**SELECTED TEXT**
━━━━━━

Walter Havighurst, 1994

Walter Edwin Havighurst (November 28, 1901 – February 3, 1994) was an American critic, novelist, and literary and social historian of the Midwest. He was a professor of English at Miami University.

== History ==

The son of Lawrence College professors Freeman Alfred Havighurst and Winifred Weter, Havighurst was born in Appleton, Wisconsin and grew up in the Fox River Valley. Havighurst attended Ohio Wesleyan University, where he earned a bachelor of arts degree, and the University of Denver (1924). He attended King's College London from 1925 to 1926, obtained a bachelor of sacred theology from Boston University in 1928 and a master's degree from Columbia University in 1928. Havighurst was awarded honorary degrees from Lawrence College, Ohio Wesleyan University, Marietta College, and Miami University.

━━━━━━

**PROBLEMS TO WORK ON**
a. According to the Walter Havighurst biography, at which university was he a professor of English?
b. Update the Walter Havighurst biography from "Walter Edwin Havighurst" to "at Miami University.", replacing "critic" with "essayist".
The material after this point is unrelated to the Walter Havighurst biography.

**DATA EXCERPT**
━━━━━━

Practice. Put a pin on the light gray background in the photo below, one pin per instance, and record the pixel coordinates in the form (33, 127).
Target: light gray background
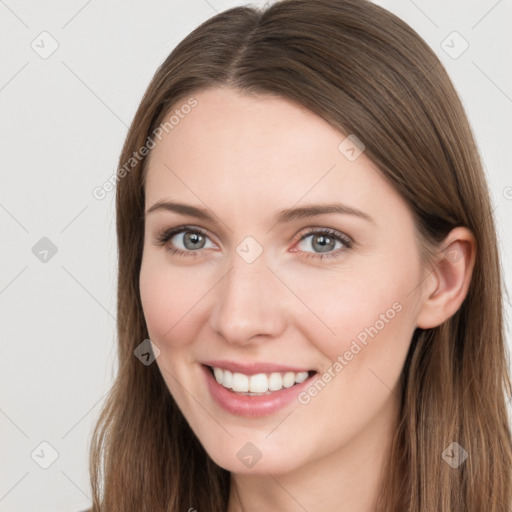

━━━━━━

**PROBLEM SOLUTIONS**
a. Miami University

b.
Walter Edwin Havighurst (November 28, 1901 – February 3, 1994) was an American essayist, novelist, and literary and social historian of the Midwest. He was a professor of English at Miami University.